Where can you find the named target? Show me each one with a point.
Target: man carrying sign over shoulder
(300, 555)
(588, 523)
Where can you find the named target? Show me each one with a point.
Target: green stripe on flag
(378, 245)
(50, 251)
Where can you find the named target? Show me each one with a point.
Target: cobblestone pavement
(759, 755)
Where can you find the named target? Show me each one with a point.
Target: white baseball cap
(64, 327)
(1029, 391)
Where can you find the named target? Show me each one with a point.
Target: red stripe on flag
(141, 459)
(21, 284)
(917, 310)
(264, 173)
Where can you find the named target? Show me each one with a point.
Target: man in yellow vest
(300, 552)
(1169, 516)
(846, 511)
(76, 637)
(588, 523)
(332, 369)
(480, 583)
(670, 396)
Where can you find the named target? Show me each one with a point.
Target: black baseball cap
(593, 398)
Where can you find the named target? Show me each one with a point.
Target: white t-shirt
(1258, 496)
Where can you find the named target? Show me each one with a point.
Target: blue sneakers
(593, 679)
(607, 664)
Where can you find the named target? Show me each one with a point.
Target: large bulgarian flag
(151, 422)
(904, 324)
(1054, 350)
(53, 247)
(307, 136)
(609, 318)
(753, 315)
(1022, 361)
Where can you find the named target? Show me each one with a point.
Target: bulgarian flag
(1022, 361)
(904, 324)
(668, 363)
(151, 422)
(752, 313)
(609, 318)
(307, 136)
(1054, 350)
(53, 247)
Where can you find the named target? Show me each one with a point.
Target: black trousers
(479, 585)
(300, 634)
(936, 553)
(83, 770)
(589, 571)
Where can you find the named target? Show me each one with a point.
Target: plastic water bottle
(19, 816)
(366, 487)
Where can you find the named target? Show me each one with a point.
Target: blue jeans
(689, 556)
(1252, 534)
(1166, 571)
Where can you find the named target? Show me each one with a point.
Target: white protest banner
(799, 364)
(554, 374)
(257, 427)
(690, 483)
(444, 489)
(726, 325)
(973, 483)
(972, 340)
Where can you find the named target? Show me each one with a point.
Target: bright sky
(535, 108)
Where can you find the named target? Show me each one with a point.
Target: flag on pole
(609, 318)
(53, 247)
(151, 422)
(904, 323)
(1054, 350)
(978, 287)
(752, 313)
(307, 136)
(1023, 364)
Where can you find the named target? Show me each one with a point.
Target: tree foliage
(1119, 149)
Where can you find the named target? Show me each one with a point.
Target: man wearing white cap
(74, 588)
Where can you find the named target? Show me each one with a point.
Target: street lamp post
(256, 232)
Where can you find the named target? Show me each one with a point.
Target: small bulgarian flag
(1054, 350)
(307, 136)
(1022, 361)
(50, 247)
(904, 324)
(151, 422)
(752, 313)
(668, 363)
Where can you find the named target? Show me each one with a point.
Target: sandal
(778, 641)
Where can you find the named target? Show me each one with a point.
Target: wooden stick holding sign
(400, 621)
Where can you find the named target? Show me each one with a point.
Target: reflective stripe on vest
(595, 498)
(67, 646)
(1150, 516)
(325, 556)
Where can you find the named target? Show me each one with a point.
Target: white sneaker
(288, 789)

— Exercise directions —
Write the data above out again in full, exactly.

— Task answer —
Where can you find the named target? Show me each one with a point.
Target: man carrying sign over shoulder
(300, 555)
(588, 523)
Where can you find the named target? Show me each one with a point.
Target: green stripe on flag
(378, 245)
(50, 251)
Where can you find the named target? Show me each one with a point.
Target: cobblestone pavement
(759, 755)
Where can you find the named target? Show me each one with a point.
Target: white baseball cap
(64, 327)
(1029, 391)
Where can you find the named target? Show me each one with a point.
Target: red stripe on flag
(141, 459)
(21, 284)
(917, 310)
(264, 173)
Where can you find the named target? Show me each one with a point.
Target: man in yellow vest
(300, 552)
(1169, 516)
(846, 511)
(76, 637)
(588, 523)
(332, 369)
(480, 583)
(670, 396)
Where can you find the named target? Show me each one with a point.
Target: black baseball cap
(593, 398)
Where can you find the named target? Show me each one with a point.
Target: white t-shirt
(1258, 496)
Where can you find the named target? Show me each one with a point.
Target: blue sneakers
(593, 679)
(607, 664)
Where can you find the named target? Show me each one with a point.
Target: large bulgarian flag
(151, 422)
(904, 324)
(1054, 350)
(53, 247)
(307, 136)
(609, 318)
(753, 315)
(1022, 361)
Where can you find the named target? Show me each one with a point.
Target: bulgarian flag
(1022, 361)
(904, 324)
(668, 363)
(151, 422)
(752, 313)
(609, 318)
(307, 136)
(1054, 350)
(53, 247)
Where can you find the named target? Show me each one with a point.
Target: black trousers
(479, 585)
(300, 634)
(936, 553)
(83, 770)
(589, 571)
Where can you find the named target? Show me each one with a point.
Target: plastic water bottle
(19, 816)
(366, 487)
Where can you find the named target? Show me each one with a point.
Target: blue jeans
(689, 556)
(1252, 534)
(1166, 571)
Where can you find the named target? Show me each one with a point.
Target: white protest banner
(799, 364)
(554, 374)
(257, 427)
(690, 483)
(444, 489)
(726, 325)
(973, 483)
(972, 340)
Where can you find the named target? Show me each one with a point.
Target: bright sky
(535, 108)
Where can you find the named target? Show me each one with a point.
Target: flag on pole
(609, 318)
(53, 247)
(151, 422)
(904, 323)
(1054, 350)
(978, 287)
(752, 313)
(307, 136)
(1023, 364)
Where can you find the named target? Show me each one with a point.
Target: tree foliage
(1119, 149)
Where can you find the named target? Show me each one with a point.
Target: man wearing white cap
(74, 588)
Where can you find the named target? Show me each one with a point.
Target: street lamp post
(256, 232)
Where can you find the named target? Show me each one with a point.
Target: small bulgarian flag
(1054, 350)
(307, 136)
(1022, 361)
(50, 247)
(904, 324)
(151, 422)
(752, 313)
(668, 363)
Where can you find the named target? Show me each one with a point.
Target: sandal
(778, 641)
Where can you find the named target? Show me each one with a point.
Target: wooden stick holding sign
(400, 621)
Where can you find the named target? Show me each one with a point.
Target: reflective stripe on vest
(595, 498)
(67, 646)
(1150, 516)
(325, 556)
Where can you find the named target? Show me each one with a point.
Target: white sneaker
(288, 789)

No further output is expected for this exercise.